Objective: The mood stabilizing drugs lithium, carbamazepine and valproate modulate brain adenosine monophosphate (cAMP) levels, which are assumed to be elevated in bipolar disorder patients. The aim of this work was to investigate how these three mood stabilizing agents affect the regulation of cAMP levels by dopamine D2-like receptors in vitro in rat cortical neurons in culture and in vivo in the rat prefrontal cortex.
Methods: The production of cAMP was measured in the cultured cortical neurons or in microdialysis samples collected from the prefrontal cortex of freely moving rats using the [8-3H] and [125I] radioimmunoassay kits.

• _WORK INSTRUCTIONS_
(A) Reproduce the part of the mood stabilizer abstract that begins at the words "Objective: The mood" and stops after "rat prefrontal cortex.".
(B) Answer these questions from the mood stabilizer abstract:
(i) Which three mood stabilizing drugs are named?
(ii) In which brain region of the rat were the in vivo effects studied?
(iii) What kits were used to measure cAMP production?
(C) Carry on writing the mood stabilizer abstract from the point where it stops.
The records below come from a different source than the mood stabilizer abstract.

• _GIVEN DATA_
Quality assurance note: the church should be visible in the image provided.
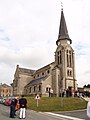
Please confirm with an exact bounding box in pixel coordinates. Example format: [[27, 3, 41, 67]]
[[12, 9, 77, 97]]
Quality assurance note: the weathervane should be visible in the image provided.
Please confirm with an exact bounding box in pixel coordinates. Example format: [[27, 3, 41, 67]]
[[61, 2, 63, 10]]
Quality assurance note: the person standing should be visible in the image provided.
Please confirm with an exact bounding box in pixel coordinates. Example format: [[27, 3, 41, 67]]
[[19, 95, 27, 119], [10, 99, 15, 118], [87, 101, 90, 118]]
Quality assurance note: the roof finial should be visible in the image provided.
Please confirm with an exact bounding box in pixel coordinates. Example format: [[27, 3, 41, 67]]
[[61, 2, 63, 11]]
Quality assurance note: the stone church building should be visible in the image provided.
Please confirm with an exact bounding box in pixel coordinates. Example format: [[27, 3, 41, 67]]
[[12, 9, 77, 97]]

• _NUMBERED ANSWERS_
(A)
Objective: The mood stabilizing drugs lithium, carbamazepine and valproate modulate brain adenosine monophosphate (cAMP) levels, which are assumed to be elevated in bipolar disorder patients. The aim of this work was to investigate how these three mood stabilizing agents affect the regulation of cAMP levels by dopamine D2-like receptors in vitro in rat cortical neurons in culture and in vivo in the rat prefrontal cortex.

(B)
(i) Lithium, carbamazepine and valproate.
(ii) The prefrontal cortex.
(iii) The [8-3H] and [125I] radioimmunoassay kits.

(C)
Results: In vitro and in vivo data showed that the treatment with the mood stabilizing drugs had no effect on basal cAMP levels in vitro, but had differential effects in vivo. Direct stimulation of adenylate cyclase (AC) with forskolin increased cAMP levels both in vitro and in vivo, and this effect was significantly inhibited by all three mood stabilizers. Activation of dopamine D2-like receptors with quinpirole partially inhibited forskolin-induced increase in cAMP in untreated cultures, but no effect was observed in cortical neuron cultures treated with the mood stabilizing drugs. Similar results were obtained by chronic treatment with lithium and valproate in the prefrontal cortex in vivo. However, surprisingly, in carbamazepine-treated rats the activation of dopamine D2-like receptors enhanced the responsiveness of AC to subsequent activation by forskolin, possibly as a consequence of chronic inhibition of the activity of the enzyme.
Conclusions: It was shown that each of these drugs affects basal- and forskolin-evoked cAMP levels in a distinct way, resulting in differential responses to dopamine D2-like receptors activation.